▶ **Record extracts**
================================

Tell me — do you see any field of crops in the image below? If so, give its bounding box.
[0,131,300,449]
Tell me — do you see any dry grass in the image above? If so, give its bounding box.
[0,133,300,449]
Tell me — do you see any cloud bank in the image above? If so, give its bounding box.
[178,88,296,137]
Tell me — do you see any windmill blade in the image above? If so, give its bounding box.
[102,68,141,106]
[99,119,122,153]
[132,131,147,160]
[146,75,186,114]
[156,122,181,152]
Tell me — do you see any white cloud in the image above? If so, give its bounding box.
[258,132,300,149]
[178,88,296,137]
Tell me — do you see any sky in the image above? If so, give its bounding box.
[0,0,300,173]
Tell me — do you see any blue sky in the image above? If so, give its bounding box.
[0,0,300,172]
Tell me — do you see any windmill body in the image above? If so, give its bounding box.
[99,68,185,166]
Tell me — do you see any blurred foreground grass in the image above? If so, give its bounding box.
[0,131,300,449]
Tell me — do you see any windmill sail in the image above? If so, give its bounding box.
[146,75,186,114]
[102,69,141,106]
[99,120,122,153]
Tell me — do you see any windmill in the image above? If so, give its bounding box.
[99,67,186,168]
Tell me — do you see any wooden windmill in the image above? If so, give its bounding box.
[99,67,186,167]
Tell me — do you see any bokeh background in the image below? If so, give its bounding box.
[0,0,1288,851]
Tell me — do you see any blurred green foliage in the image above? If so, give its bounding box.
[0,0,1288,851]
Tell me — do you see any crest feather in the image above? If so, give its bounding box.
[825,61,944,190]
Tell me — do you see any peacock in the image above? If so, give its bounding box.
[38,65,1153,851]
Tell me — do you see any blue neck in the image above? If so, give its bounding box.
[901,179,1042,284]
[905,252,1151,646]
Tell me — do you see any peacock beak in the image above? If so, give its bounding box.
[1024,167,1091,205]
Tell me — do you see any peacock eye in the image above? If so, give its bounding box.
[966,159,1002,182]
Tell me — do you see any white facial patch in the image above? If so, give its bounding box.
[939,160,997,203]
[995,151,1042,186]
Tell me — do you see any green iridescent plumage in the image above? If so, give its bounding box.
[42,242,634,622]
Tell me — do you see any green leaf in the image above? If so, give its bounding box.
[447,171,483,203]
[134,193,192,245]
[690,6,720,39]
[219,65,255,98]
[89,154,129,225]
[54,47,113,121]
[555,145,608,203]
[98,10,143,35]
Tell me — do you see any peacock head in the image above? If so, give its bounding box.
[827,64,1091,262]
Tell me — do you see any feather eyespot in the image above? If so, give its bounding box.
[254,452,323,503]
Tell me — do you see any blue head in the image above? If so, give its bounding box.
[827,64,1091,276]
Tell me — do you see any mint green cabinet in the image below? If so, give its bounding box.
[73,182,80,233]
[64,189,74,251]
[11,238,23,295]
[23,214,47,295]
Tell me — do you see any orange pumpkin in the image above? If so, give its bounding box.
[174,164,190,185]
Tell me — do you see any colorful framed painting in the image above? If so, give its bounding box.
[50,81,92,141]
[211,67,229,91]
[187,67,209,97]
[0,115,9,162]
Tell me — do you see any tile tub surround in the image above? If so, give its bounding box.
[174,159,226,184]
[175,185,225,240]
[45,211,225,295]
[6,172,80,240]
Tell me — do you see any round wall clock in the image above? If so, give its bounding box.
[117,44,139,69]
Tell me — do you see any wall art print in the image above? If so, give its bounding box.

================================

▶ **Task to carry out**
Convert all of the records above into a Markdown table with two columns, Row and Line. Give each non-blank line its own row number and skip any blank lines.

▶ **Output below**
| Row | Line |
|---|---|
| 1 | Tell me — do you see any field of crops in the image below? If so, give its bounding box. |
| 2 | [0,131,300,449] |
| 3 | Tell me — do you see any dry grass in the image above? If so, give its bounding box. |
| 4 | [0,133,300,449] |
| 5 | Tell me — do you see any cloud bank in the image above? If so, give its bounding box. |
| 6 | [178,88,296,137] |
| 7 | Tell me — do you see any windmill blade in the image above? If so, give its bounding box. |
| 8 | [102,68,141,106] |
| 9 | [99,119,122,153] |
| 10 | [132,131,147,160] |
| 11 | [146,75,186,114] |
| 12 | [156,122,181,152] |
| 13 | Tell me — do you see any white cloud in the image above? If so, give its bounding box. |
| 14 | [258,132,300,149] |
| 15 | [178,88,296,137] |
| 16 | Tell me — do you see any sky in the image above? If so, give its bounding box. |
| 17 | [0,0,300,173] |
| 18 | Tell me — do you see any blue sky in the image above? If so, give its bounding box. |
| 19 | [0,0,300,172] |
| 20 | Tell me — do you see any windmill body in the image above? If so, give its bounding box. |
| 21 | [99,68,185,166] |
| 22 | Tell me — do you see any blurred foreground grass in the image above? If so, give its bounding box. |
| 23 | [0,131,300,449] |
| 24 | Tell me — do you see any windmill sail in the image above? If so, give its bounding box. |
| 25 | [146,75,186,114] |
| 26 | [102,69,141,106] |
| 27 | [99,120,122,153] |
| 28 | Tell me — do you see any windmill in the image above? If so, give its bounding box. |
| 29 | [99,67,186,168] |
| 30 | Tell me — do you see any wooden windmill in the image above? If so, give its bounding box. |
| 31 | [99,67,186,167] |
| 32 | Tell me — do you see any bokeh background in the image below? If so, give its bounding box. |
| 33 | [0,0,1288,851] |
| 34 | Tell me — do you see any blurred green foliage in the image above? If so, give its bounding box. |
| 35 | [0,0,1288,851] |
| 36 | Tell me — do you see any crest feather in the image above? If so, give its bounding box. |
| 37 | [825,61,944,190] |
| 38 | Tell me — do you see any peacock in the image above? If so, give its bounding box. |
| 39 | [38,65,1153,851] |
| 40 | Tell me — do you see any blue neck in the image above? If so, give its bounding box. |
| 41 | [901,179,1042,284] |
| 42 | [905,252,1151,646] |
| 43 | Tell me — do you see any peacock beak in the image above? If so, give its bounding box. |
| 44 | [1024,167,1091,205] |
| 45 | Tell me — do you see any peacock eye in the image above? If so, give its bounding box. |
| 46 | [966,159,1002,182] |
| 47 | Tell me — do you see any white facial patch in the image above? If so, give its bounding box. |
| 48 | [939,160,997,203] |
| 49 | [995,151,1042,186] |
| 50 | Tell me — do you see any green iridescent plumage in the image above? If so, give its bounding box. |
| 51 | [42,242,634,622] |
| 52 | Tell me — do you see any green leaf in the image above? If so, give its bounding box. |
| 53 | [447,171,483,203] |
| 54 | [134,193,192,245] |
| 55 | [690,6,720,39] |
| 56 | [219,65,255,98] |
| 57 | [89,154,129,225] |
| 58 | [54,47,113,121] |
| 59 | [555,145,608,203] |
| 60 | [98,10,143,35] |
| 61 | Tell me — do you see any peacock head in the image above? If so, give its bounding box. |
| 62 | [827,64,1091,262] |
| 63 | Tell me — do you see any feather eyespot in the image above? If so, give its bounding box. |
| 64 | [254,452,323,503] |
| 65 | Tell me — do you see any blue head in the image above? If so, give its bounding box. |
| 66 | [827,64,1091,276] |
| 67 | Tell me — do you see any mint green cabinet in the image below? If so, give its bounding box. |
| 68 | [73,182,80,233] |
| 69 | [64,189,74,251] |
| 70 | [11,238,23,295] |
| 71 | [23,214,47,295] |
| 72 | Tell me — do you see any orange pumpkin in the image above? If so, give its bounding box. |
| 73 | [174,164,190,185] |
| 74 | Tell me — do you see any colorful framed painting in the image above? If so, give its bounding box. |
| 75 | [50,81,92,141] |
| 76 | [211,67,229,91] |
| 77 | [187,67,209,97] |
| 78 | [0,115,9,162] |
| 79 | Tell me — do you see any tile tub surround in the image above? If so, give its bounding box. |
| 80 | [174,159,226,184] |
| 81 | [175,185,225,240] |
| 82 | [45,211,225,295] |
| 83 | [6,172,80,240] |
| 84 | Tell me — do you see any round wall clock in the image above? If so, give its bounding box. |
| 85 | [117,44,139,69] |
| 86 | Tell me — do you see any wall art print in the image above? If so, give its bounding box. |